── RECORDS TO USE

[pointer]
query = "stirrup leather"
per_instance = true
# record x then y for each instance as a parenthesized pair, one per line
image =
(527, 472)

────
── RECORDS TO USE

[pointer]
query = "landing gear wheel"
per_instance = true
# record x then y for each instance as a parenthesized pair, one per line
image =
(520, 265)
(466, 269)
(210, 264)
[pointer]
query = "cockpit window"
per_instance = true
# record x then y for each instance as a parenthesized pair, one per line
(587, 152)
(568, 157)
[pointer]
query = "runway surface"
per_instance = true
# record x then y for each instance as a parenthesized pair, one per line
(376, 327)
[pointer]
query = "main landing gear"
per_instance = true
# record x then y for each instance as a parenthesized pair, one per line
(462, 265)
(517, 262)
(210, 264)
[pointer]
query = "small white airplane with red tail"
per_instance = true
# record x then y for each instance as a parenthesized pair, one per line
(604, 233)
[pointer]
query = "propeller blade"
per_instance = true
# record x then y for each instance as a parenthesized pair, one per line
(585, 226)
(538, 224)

────
── RECORDS TO USE

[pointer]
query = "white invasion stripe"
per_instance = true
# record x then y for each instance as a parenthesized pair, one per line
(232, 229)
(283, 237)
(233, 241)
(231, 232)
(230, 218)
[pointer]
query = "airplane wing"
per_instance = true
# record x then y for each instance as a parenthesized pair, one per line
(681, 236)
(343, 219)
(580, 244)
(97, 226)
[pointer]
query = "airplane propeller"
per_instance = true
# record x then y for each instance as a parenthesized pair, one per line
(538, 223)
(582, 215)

────

PROMPT →
How many lines in the records above contain the string "propeller"? Give only the number.

WRITTEN RESPONSE →
2